• Task 1: Set down the part of the Houston-Navy game report word for word, starting with "From start to" and going on through "wide-open conference race.".
• Task 2: Can you write the next part of the report on Houston's win over Navy, picking up after its final sentence?

• Text to read:
* begin *

It was the result Houston waited all season for.
From start to finish, Houston took full control of a game and finally won without the need for crunch-time heroics or late-game pressure. In the first half of the regular season alone, the Cougars took part in three separate overtime contests (UTSA, Texas Tech, Tulane) and two tightly-contested additional games which were essentially decided on the final play (Rice, Memphis). Fresh off a bye week, Houston left zero doubt in Annapolis by coasting past Navy, 38-20, to improve to 4-3 overall and 2-1 in AAC play in a wide-open conference race.
“How we won in Memphis, that game is momentum going into the bye week,” head coach Dana Holgorsen said. “Having two weeks to prepare for these guys was huge, critical. I don’t know how you prep for them in six or seven days. We use that in our favor. Any scheduling advantage we can grab onto we certainly will.”
The Cougars entered Saturday’s bout with Navy with a laundry list of to-do items. One of those checkboxes included winning in convincing fashion, which was accomplished in the three-score victory. Another objective involved securing the team’s first halftime lead of the year. After dwelling in a -56 first half scoring margin in its first six games, Houston finally reversed course and started fast offensively.
“We practiced starting fast, we talked about it,” Holgorsen said. “I know this has been a hot topic in the media and deservingly so... Our kids talked about it all week. We started fast in the hotel this morning which was step one. We were alert, had good meetings, good walkthroughs, and then starting fast in the football game as well.”
Clayton Tune delivered a career-high five touchdown passes in a 261-yard, interception-free showing. The fourth-year starting quarterback started firing out of the gate, leading two immediate touchdown drives where wide receiver Tank Dell reaped the benefits in the end zone. Dell obtained a team-best 93 yards on eight receptions, picking apart a Navy secondary which ranked fifth-to-last in yards allowed per pass prior to Saturday. The combo looked borderline unstoppable for moments in the game, demonstrating the full potential of the Houston offense.
“Having an experienced quarterback in Clayton Tune gives you a whole lot of comfort to when you snap that ball and it’s in his hands, he can figure out what’s going on,” Holgorsen said.

* end *

• Source data:
* begin *

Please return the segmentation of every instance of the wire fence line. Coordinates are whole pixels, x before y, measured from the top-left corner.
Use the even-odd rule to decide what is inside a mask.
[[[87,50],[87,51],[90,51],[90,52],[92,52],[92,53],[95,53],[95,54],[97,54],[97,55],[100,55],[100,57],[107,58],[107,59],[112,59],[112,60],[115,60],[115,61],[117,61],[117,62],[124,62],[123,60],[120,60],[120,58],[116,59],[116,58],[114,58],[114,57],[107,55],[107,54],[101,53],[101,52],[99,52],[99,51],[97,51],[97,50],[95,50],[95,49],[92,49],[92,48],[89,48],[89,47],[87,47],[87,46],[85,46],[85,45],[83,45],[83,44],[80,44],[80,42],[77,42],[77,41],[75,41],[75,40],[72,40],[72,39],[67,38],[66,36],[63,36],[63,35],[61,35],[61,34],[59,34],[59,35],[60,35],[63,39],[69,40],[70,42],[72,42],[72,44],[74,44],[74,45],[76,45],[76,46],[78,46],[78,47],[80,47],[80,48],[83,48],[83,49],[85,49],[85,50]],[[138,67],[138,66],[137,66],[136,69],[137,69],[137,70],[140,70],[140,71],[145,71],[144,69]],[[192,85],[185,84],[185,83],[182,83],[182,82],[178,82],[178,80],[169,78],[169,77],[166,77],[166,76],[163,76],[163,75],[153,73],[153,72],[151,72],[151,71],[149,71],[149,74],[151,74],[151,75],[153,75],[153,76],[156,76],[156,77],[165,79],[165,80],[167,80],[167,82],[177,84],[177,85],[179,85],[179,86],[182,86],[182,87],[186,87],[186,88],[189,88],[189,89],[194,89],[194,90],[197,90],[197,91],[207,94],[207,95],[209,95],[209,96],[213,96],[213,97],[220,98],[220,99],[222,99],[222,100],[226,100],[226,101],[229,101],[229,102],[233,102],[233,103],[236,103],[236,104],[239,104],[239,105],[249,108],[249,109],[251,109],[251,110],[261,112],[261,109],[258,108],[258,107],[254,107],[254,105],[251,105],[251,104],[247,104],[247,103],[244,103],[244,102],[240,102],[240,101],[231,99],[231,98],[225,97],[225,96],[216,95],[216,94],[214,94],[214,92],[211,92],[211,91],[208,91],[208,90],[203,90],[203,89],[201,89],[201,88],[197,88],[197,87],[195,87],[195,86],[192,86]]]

* end *

• Expected answer 1:
From start to finish, Houston took full control of a game and finally won without the need for crunch-time heroics or late-game pressure. In the first half of the regular season alone, the Cougars took part in three separate overtime contests (UTSA, Texas Tech, Tulane) and two tightly-contested additional games which were essentially decided on the final play (Rice, Memphis). Fresh off a bye week, Houston left zero doubt in Annapolis by coasting past Navy, 38-20, to improve to 4-3 overall and 2-1 in AAC play in a wide-open conference race.

• Expected answer 2:
With Tune and Dell establishing an early connection, Houston entered the break with a commanding 21-7 lead, signifying the first time it amassed more than 14 points in a first half this season. While the passing game demonstrated its advantages, the Cougars also established a run game with freshman Stacy Sneed, who began the year buried on the depth chart. Sneed enjoyed his first 100-yard outing at the collegiate level and the young back was fed the ball 20 times in a memorable performance.
Houston typically saves its best offensively for the second half, but the start of the third quarter could not have fared worse for the unit. A lack of ball security helped Navy creep back into the game as Tune was strip-sacked by Jacob Busic, and the fumble was recovered by Jianni Woodson-Brooks for a Midshipmen touchdown. But fortunately for the Cougars, coughing up the ball inside their own 35-yard line three times in the first five minutes of the half didn’t end up as catastrophic as it could have been. Navy only managed a missed field goal attempt from Dell’s fumble and a fumble by Jayce Rogers on a kickoff return was recovered by Houston.
The Cougars eventually put aside their fumbling phase and returned to their first half level of execution on offense. Tune sent his final two touchdown passes in the direction of West Virginia transfer wide receiver Sam Brown, who has carved a larger role for himself in the offense with the absences of true freshman Matthew Golden and USC transfer Joseph Manjack IV. Brown now has 13 receptions and 150 yards in his last three outings, proving to be a viable secondary to Dell in this offense.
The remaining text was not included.